Brief: Report each line of the material below where the word "door" can be found.

____________________

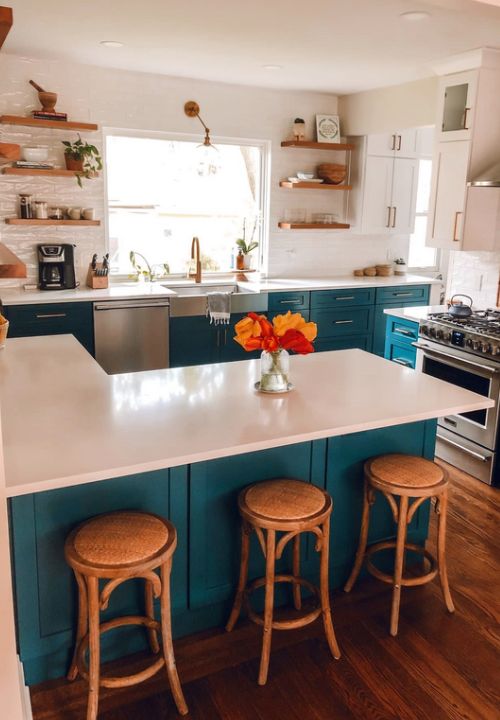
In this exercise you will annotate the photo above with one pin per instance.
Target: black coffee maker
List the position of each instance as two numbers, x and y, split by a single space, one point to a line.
56 267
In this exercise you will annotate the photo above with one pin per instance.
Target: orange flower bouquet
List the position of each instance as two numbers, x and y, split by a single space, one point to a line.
288 332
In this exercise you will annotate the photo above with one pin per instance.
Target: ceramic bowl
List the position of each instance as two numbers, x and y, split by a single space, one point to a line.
35 154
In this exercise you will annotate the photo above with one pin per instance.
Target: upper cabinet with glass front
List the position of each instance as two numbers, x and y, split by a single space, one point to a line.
457 104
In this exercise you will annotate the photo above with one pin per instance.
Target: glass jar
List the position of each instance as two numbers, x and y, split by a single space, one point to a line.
274 371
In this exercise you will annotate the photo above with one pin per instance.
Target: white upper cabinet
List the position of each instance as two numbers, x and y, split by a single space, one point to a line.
400 143
451 162
456 106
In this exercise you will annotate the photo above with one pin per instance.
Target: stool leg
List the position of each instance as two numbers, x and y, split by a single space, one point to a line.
363 539
268 607
398 564
442 508
82 624
166 632
325 592
238 600
297 599
94 647
152 634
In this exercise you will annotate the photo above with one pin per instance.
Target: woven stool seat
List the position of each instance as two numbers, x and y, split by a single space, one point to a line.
405 471
284 500
115 548
406 482
290 507
121 539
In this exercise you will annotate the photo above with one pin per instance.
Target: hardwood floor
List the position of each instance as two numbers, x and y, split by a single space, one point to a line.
439 667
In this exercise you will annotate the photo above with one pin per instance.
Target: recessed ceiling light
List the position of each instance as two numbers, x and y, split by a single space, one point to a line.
415 15
111 43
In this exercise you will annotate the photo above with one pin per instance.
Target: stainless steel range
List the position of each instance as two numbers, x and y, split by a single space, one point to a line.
466 352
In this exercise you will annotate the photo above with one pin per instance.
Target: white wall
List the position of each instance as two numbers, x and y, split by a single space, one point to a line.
120 99
390 108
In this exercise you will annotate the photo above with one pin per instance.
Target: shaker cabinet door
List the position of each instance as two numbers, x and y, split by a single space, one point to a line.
448 195
377 205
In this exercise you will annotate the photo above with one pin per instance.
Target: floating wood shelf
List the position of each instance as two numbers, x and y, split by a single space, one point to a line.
9 152
54 172
5 23
317 146
57 124
34 221
312 186
313 226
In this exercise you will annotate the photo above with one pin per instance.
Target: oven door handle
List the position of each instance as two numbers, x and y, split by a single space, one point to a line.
430 351
473 454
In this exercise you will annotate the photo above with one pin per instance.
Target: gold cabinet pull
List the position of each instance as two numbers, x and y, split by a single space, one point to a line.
455 239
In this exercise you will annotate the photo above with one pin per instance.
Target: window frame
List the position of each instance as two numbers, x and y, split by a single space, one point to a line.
264 196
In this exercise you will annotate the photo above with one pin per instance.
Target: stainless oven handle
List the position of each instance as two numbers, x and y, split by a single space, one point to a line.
430 351
478 456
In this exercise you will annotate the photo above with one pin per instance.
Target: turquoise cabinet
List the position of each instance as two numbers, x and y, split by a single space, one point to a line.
400 336
386 298
201 501
53 319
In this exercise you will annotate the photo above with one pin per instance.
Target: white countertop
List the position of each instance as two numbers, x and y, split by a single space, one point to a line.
415 313
124 291
65 422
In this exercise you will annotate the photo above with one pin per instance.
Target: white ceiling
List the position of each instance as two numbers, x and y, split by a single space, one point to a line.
339 46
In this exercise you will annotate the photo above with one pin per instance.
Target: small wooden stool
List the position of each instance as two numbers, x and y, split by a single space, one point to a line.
117 547
406 477
291 507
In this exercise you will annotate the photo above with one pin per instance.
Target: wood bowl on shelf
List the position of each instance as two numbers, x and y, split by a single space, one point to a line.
332 173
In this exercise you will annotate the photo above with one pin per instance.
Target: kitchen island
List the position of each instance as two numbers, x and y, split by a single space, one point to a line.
182 443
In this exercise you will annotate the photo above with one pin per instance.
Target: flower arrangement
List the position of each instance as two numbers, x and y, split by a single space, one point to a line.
286 332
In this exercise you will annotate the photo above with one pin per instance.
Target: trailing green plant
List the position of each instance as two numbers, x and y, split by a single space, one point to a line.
88 154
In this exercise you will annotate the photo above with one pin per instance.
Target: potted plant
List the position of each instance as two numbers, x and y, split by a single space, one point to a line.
81 157
246 248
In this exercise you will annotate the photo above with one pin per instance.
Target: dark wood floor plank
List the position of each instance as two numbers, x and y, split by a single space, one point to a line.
440 667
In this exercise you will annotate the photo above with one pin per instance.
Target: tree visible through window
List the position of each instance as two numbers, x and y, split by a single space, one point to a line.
159 199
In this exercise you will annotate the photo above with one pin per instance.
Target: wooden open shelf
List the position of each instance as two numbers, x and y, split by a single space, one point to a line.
316 146
34 221
54 172
5 23
313 226
56 124
312 186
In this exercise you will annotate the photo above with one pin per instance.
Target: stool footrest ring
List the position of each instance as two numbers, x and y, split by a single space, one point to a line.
126 680
405 581
304 619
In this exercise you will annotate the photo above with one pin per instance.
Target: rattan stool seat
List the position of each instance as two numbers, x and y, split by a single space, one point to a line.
121 539
284 500
405 471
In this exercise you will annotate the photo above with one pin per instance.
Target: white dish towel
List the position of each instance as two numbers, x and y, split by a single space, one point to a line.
219 308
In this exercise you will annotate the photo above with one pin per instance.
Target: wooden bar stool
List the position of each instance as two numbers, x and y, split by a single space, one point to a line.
291 507
406 477
117 547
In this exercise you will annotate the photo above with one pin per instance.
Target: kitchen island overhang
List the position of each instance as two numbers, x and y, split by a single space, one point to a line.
183 443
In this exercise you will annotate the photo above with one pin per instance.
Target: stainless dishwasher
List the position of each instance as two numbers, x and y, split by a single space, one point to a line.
131 335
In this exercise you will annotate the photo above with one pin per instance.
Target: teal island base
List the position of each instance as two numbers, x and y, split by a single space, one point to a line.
200 500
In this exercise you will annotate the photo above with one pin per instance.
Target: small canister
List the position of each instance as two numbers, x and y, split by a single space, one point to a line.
26 206
41 210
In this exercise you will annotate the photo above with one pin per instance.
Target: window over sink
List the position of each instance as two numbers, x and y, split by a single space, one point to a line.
161 194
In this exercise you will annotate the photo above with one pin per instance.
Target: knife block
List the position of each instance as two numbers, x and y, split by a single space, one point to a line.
97 282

____________________

Solution for this exercise:
Target: shaker cabinet door
Target: oven door handle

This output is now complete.